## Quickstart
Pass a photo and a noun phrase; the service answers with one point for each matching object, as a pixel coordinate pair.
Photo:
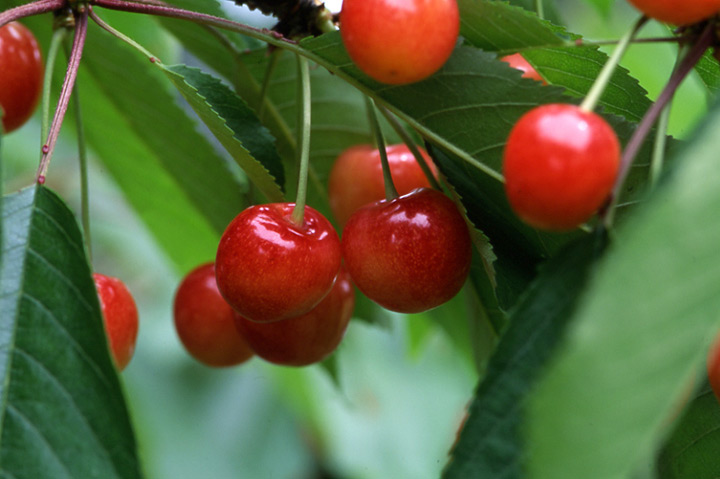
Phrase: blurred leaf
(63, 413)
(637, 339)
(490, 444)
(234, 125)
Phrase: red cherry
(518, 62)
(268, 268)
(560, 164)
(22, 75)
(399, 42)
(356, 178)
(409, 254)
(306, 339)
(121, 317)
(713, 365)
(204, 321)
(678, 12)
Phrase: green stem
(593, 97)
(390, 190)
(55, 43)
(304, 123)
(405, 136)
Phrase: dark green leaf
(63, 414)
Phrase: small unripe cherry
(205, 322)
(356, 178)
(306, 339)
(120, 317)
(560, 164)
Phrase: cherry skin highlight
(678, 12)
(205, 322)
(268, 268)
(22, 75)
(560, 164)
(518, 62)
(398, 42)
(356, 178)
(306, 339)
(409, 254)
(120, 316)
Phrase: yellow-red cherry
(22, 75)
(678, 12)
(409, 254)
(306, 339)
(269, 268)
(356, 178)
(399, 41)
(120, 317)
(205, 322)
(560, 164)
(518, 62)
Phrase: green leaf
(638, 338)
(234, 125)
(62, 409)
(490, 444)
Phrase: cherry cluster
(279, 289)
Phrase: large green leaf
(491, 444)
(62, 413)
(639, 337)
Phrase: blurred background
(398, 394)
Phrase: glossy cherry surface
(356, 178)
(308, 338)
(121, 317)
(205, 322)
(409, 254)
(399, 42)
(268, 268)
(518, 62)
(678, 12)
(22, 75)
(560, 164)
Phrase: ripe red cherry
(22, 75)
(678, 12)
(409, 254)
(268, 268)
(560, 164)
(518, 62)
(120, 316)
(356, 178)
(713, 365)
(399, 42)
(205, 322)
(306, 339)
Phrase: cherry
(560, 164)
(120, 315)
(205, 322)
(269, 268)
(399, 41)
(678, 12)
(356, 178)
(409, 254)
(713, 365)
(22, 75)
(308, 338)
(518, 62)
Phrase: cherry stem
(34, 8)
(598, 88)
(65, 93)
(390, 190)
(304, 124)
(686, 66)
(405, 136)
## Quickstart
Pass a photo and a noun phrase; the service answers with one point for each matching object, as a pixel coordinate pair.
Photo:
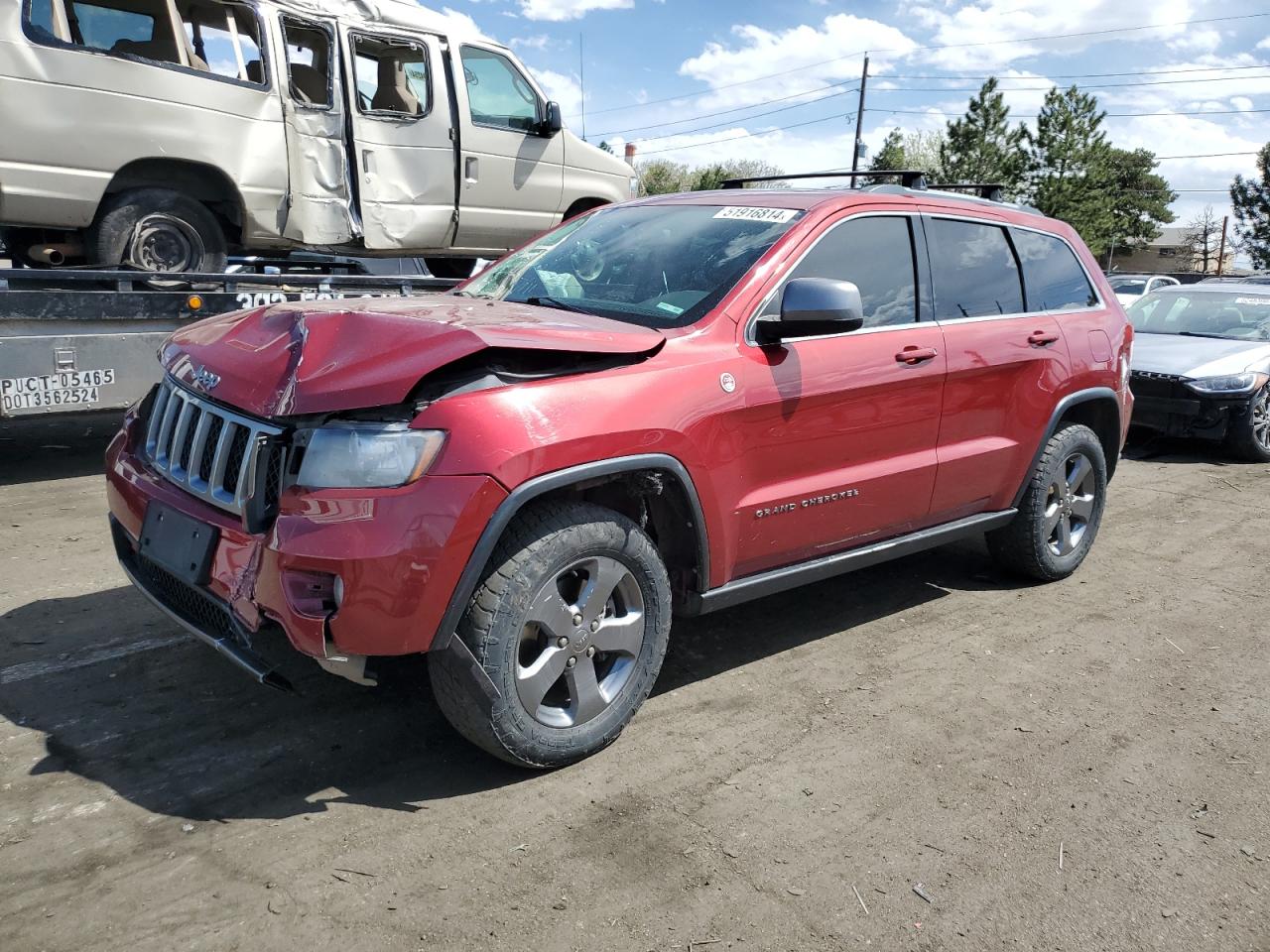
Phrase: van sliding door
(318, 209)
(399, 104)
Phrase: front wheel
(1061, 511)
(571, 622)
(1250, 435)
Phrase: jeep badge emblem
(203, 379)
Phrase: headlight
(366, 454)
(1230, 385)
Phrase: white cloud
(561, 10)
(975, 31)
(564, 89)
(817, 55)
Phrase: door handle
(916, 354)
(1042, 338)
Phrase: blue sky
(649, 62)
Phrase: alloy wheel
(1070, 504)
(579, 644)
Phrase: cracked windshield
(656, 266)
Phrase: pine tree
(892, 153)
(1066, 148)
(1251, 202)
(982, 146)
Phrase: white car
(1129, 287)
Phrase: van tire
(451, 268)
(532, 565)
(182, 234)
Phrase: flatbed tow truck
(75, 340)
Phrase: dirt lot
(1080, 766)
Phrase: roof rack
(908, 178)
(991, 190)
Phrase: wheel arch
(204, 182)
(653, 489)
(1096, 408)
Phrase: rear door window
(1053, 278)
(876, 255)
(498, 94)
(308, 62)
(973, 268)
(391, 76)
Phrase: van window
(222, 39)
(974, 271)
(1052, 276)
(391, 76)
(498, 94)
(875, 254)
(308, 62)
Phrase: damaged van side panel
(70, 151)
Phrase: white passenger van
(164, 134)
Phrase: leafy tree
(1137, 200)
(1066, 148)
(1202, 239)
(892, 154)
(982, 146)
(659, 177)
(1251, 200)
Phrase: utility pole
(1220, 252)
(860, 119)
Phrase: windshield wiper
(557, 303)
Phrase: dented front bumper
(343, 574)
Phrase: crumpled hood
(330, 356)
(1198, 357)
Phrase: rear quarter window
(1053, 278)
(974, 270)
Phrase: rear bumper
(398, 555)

[CHALLENGE]: With the pictures left out, transcribe the material exactly.

[ANSWER FOR THIS EXERCISE]:
## Quickstart
Pass a photo and a noun phrase; the service answers with one point for each matching object, as a pixel coordinate pair.
Photo:
Phrase: blurred leaf
(63, 413)
(637, 339)
(490, 444)
(234, 125)
Phrase: red cherry
(518, 62)
(268, 268)
(560, 164)
(22, 75)
(399, 42)
(356, 178)
(409, 254)
(306, 339)
(121, 317)
(713, 365)
(204, 321)
(678, 12)
Phrase: green stem
(593, 97)
(390, 190)
(55, 43)
(304, 123)
(405, 136)
Phrase: dark green leaf
(63, 414)
Phrase: small unripe cherry
(205, 322)
(356, 178)
(306, 339)
(120, 317)
(560, 164)
Phrase: cherry skin highlight
(678, 12)
(205, 322)
(268, 268)
(22, 75)
(560, 164)
(518, 62)
(398, 42)
(356, 178)
(306, 339)
(409, 254)
(120, 316)
Phrase: yellow-red cherry
(22, 75)
(678, 12)
(409, 254)
(306, 339)
(269, 268)
(356, 178)
(399, 41)
(120, 317)
(205, 322)
(560, 164)
(518, 62)
Phrase: green leaf
(638, 338)
(234, 125)
(62, 409)
(490, 444)
Phrase: cherry cluster
(279, 289)
Phrase: large green leaf
(491, 444)
(62, 413)
(639, 337)
Phrase: blurred background
(398, 394)
Phrase: glossy cherry surface
(356, 178)
(308, 338)
(121, 317)
(205, 322)
(409, 254)
(399, 42)
(268, 268)
(518, 62)
(678, 12)
(22, 75)
(560, 164)
Phrase: ripe red cherry
(22, 75)
(678, 12)
(409, 254)
(268, 268)
(560, 164)
(518, 62)
(120, 316)
(356, 178)
(713, 365)
(399, 42)
(205, 322)
(306, 339)
Phrase: cherry
(560, 164)
(120, 315)
(205, 322)
(269, 268)
(399, 41)
(678, 12)
(356, 178)
(409, 254)
(713, 365)
(22, 75)
(308, 338)
(518, 62)
Phrase: cherry stem
(34, 8)
(598, 88)
(65, 93)
(390, 190)
(304, 124)
(686, 66)
(405, 136)
## Quickstart
Pass a photo and a noun phrase; the service answers with one point for each matching object, as a pixel coordinate pair.
Photo:
Phrase: van sliding door
(318, 209)
(399, 104)
Phrase: front wheel
(1061, 511)
(571, 622)
(1250, 435)
Phrase: jeep badge emblem
(203, 379)
Phrase: headlight
(366, 454)
(1230, 385)
Phrase: white cloud
(561, 10)
(975, 31)
(564, 89)
(817, 55)
Phrase: door handle
(916, 354)
(1042, 338)
Phrase: blue sky
(649, 62)
Phrase: alloy wheel
(1070, 504)
(579, 644)
Phrase: cracked windshield
(656, 266)
Phrase: pine tree
(892, 153)
(1066, 148)
(1251, 202)
(982, 146)
Phrase: white car
(1129, 287)
Phrase: van tire
(451, 268)
(532, 565)
(182, 234)
Phrase: flatbed tow truck
(75, 340)
Phrase: dirt lot
(1080, 766)
Phrase: roof rack
(908, 178)
(991, 190)
Phrase: wheel arch
(204, 182)
(653, 489)
(1096, 408)
Phrase: rear door window
(1053, 278)
(876, 255)
(498, 94)
(308, 62)
(973, 268)
(391, 76)
Phrase: van window
(222, 39)
(974, 271)
(1052, 276)
(391, 76)
(498, 94)
(875, 254)
(308, 62)
Phrase: damaged van side panel
(70, 151)
Phrase: white passenger van
(164, 134)
Phrase: leafy tree
(1137, 200)
(1066, 148)
(1202, 239)
(892, 154)
(982, 146)
(659, 177)
(1251, 200)
Phrase: utility pole
(1220, 252)
(860, 119)
Phrase: windshield wiper
(557, 303)
Phrase: dented front bumper
(343, 574)
Phrase: crumpled hood
(330, 356)
(1198, 357)
Phrase: rear quarter window
(1053, 278)
(974, 270)
Phrase: rear bumper
(398, 555)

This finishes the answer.